— SHORT EXERCISE —
In the lines below, find the one that contains "Could you indicate the guest" and write it out exactly, along with every line that follows it.

— Object point labels —
● ● ● ● ●

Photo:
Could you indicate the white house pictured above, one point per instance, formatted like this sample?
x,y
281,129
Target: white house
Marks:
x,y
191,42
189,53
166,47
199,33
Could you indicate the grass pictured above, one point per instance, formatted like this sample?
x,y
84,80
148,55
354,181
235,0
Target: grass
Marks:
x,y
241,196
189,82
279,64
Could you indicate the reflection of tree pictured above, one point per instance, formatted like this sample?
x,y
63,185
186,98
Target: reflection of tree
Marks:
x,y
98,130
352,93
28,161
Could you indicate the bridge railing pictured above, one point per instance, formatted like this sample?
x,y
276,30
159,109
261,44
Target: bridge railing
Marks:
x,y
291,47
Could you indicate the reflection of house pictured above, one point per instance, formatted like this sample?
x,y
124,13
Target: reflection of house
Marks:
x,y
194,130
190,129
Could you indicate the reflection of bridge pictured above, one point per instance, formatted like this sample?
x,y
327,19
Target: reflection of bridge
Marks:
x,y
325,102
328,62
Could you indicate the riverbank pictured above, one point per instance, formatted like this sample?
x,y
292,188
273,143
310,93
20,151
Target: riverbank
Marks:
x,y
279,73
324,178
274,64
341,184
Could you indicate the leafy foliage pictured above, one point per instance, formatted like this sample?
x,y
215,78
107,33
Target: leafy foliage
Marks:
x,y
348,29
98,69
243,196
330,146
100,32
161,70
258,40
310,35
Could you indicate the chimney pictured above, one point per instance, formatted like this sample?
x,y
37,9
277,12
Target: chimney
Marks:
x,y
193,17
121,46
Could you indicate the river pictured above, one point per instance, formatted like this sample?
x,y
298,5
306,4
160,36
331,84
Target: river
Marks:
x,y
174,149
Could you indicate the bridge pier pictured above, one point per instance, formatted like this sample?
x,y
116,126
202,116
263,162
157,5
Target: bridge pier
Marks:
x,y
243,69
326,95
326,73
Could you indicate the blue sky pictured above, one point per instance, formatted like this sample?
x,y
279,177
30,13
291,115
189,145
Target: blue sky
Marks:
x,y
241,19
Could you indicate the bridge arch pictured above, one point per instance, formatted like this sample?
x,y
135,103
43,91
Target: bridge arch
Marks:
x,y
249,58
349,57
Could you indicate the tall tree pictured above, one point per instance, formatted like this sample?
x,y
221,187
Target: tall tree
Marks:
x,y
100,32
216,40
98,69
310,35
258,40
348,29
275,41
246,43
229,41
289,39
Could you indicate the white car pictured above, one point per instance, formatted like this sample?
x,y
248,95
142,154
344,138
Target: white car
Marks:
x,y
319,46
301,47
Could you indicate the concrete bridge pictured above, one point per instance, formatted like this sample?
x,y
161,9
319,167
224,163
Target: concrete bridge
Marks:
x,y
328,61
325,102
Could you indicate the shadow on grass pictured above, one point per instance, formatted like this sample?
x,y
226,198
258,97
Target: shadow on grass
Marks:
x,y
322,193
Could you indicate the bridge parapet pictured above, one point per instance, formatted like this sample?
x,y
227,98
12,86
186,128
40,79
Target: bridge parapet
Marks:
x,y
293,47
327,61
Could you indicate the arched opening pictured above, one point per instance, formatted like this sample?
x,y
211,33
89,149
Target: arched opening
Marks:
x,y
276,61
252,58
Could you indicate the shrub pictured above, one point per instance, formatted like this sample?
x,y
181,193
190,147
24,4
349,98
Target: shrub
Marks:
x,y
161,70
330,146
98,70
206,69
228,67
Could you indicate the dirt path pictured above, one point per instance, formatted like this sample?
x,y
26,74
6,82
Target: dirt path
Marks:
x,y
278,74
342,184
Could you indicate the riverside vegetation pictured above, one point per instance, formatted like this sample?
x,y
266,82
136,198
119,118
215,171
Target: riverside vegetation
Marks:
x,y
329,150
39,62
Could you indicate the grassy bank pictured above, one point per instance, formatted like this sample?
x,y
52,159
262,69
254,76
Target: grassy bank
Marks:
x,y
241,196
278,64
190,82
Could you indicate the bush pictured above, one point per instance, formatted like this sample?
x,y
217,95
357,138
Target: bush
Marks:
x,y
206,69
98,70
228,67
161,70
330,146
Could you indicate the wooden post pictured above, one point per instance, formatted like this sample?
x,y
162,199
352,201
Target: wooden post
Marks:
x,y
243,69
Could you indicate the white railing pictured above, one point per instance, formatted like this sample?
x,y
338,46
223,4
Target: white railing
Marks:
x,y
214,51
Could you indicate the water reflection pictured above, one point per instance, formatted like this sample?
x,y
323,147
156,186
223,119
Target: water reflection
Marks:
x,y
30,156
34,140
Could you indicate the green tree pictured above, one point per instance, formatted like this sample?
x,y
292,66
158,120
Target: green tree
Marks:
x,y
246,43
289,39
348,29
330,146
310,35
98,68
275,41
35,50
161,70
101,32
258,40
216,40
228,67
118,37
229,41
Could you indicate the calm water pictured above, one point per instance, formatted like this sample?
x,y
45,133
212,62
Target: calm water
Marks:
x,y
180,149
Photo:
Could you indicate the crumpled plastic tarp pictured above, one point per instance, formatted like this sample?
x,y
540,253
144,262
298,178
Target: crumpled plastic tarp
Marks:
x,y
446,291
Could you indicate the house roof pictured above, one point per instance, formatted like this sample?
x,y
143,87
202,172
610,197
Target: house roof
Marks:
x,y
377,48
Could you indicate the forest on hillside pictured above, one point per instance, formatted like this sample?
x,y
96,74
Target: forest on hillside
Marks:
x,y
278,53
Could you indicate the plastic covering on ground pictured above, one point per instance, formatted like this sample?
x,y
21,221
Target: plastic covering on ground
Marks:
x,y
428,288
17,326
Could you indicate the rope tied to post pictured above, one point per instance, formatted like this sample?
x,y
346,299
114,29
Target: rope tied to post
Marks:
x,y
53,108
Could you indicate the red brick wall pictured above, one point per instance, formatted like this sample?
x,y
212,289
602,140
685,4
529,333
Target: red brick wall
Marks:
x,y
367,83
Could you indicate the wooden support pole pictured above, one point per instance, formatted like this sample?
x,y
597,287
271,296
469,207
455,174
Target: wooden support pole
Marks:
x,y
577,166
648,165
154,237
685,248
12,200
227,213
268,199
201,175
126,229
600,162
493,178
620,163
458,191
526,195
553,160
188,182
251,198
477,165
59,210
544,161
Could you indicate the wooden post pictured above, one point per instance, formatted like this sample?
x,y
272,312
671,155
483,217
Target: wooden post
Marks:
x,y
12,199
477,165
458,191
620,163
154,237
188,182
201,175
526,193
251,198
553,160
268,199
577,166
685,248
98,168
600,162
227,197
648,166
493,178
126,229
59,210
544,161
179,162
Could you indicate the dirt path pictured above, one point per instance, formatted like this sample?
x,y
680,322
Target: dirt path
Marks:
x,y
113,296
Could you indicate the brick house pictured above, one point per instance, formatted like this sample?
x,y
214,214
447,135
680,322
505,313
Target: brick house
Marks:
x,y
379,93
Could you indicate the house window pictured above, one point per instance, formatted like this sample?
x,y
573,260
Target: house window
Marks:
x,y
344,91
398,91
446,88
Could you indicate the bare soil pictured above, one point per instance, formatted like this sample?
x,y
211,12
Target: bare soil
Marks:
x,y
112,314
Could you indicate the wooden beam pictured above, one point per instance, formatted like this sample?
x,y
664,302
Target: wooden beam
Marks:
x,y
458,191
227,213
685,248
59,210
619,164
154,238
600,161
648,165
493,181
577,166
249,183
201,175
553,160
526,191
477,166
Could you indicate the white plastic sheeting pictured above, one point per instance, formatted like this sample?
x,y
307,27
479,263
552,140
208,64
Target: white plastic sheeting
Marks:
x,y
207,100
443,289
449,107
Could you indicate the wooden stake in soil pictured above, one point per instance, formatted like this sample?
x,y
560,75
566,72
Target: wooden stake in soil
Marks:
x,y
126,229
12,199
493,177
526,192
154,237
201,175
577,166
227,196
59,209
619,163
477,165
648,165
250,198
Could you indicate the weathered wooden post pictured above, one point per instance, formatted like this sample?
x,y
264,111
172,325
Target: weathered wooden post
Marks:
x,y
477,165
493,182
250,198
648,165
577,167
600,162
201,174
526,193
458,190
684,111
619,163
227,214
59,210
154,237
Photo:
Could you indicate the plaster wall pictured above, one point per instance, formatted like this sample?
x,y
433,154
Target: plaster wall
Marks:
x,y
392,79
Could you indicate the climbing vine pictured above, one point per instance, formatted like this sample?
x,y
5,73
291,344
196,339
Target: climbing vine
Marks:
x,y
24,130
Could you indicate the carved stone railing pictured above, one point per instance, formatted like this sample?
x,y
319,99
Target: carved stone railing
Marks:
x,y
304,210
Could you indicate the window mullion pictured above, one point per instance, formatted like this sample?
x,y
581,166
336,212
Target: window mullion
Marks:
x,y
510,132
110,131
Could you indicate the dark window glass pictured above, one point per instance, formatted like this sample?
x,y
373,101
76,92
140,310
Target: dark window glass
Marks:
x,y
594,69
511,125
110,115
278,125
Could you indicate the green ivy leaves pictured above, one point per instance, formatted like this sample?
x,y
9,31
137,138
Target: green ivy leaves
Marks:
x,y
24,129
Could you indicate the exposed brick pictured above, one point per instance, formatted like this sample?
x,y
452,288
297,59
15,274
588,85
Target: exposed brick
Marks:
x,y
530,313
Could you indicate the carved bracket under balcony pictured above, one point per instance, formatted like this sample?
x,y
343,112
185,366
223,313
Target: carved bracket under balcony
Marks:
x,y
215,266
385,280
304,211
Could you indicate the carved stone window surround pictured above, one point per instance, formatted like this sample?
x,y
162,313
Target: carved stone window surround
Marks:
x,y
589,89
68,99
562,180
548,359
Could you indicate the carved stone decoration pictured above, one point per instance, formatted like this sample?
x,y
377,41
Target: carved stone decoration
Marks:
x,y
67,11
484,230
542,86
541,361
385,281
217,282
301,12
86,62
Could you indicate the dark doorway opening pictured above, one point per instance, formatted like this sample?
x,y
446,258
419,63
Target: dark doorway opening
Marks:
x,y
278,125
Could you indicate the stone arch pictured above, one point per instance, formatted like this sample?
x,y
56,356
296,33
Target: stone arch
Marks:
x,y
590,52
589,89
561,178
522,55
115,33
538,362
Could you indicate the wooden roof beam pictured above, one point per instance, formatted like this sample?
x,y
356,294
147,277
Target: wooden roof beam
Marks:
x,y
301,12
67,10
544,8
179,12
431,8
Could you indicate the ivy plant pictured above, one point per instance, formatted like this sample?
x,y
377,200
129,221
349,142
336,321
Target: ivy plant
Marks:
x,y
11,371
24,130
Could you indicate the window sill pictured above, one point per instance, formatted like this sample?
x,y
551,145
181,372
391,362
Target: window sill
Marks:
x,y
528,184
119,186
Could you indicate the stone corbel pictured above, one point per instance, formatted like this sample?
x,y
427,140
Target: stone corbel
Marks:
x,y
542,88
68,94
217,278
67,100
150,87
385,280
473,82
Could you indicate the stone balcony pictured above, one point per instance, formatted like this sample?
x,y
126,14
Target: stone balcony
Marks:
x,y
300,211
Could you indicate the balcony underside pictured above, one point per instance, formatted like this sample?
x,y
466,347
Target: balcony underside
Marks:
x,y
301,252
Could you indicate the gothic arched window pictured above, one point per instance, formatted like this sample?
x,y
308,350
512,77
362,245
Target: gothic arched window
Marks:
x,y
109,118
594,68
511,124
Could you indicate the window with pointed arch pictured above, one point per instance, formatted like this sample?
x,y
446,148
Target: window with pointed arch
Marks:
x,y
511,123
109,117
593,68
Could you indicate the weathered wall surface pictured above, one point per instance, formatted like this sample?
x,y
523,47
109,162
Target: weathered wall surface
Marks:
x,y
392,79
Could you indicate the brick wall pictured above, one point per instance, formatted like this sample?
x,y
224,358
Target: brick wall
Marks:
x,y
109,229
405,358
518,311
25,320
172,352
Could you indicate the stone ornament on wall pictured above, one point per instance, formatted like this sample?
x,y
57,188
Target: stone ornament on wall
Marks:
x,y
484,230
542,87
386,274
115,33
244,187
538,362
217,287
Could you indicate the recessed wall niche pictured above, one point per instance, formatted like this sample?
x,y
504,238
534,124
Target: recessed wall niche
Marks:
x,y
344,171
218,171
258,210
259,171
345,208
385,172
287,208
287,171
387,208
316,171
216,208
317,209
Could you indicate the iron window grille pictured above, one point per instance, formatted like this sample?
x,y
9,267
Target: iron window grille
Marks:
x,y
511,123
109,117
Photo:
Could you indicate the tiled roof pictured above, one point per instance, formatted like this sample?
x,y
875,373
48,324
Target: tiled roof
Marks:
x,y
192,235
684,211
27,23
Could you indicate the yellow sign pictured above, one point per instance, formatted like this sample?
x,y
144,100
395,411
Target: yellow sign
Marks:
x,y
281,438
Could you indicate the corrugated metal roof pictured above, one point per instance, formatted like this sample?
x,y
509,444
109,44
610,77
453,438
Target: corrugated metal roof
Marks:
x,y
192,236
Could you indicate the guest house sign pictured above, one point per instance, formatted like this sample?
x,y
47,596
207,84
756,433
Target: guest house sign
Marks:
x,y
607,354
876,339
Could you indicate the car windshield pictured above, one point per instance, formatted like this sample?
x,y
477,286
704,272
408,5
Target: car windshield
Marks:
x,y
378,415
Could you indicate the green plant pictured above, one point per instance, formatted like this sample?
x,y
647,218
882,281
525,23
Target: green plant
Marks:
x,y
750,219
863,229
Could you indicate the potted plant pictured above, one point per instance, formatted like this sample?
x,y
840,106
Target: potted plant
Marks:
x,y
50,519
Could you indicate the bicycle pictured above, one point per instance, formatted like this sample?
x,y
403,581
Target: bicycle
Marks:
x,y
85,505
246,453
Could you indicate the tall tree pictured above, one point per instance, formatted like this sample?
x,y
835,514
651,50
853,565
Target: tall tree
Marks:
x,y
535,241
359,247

● ● ● ● ●

— OUTPUT FOR THIS EXERCISE —
Could you indicate the guest house sign pictured above, one point per instance, formatted like this sample?
x,y
47,596
207,84
756,433
Target: guest house sign
Marks:
x,y
607,354
876,339
Could you indicate the car windshield pictured above, one point per instance, formatted like this sample?
x,y
477,286
704,272
408,5
Target: car windshield
Marks:
x,y
378,415
Could you indicate the green plant pictured above, one point per instance, formatted like this sample?
x,y
647,218
882,281
525,23
Target: green plant
Marks:
x,y
750,219
863,229
Could you indicate the potted plant pictured above, one point per instance, formatted like this sample?
x,y
840,106
Target: potted plant
Marks:
x,y
50,519
Could you indicate the bicycle pictured above, one point per instance, formatted like this sample?
x,y
403,581
Target: bicycle
Marks:
x,y
85,505
246,453
Could you indicate the tall tree pictured above, one point per instance, formatted like this sample?
x,y
835,514
651,50
853,565
Target: tall tree
Marks:
x,y
535,241
359,247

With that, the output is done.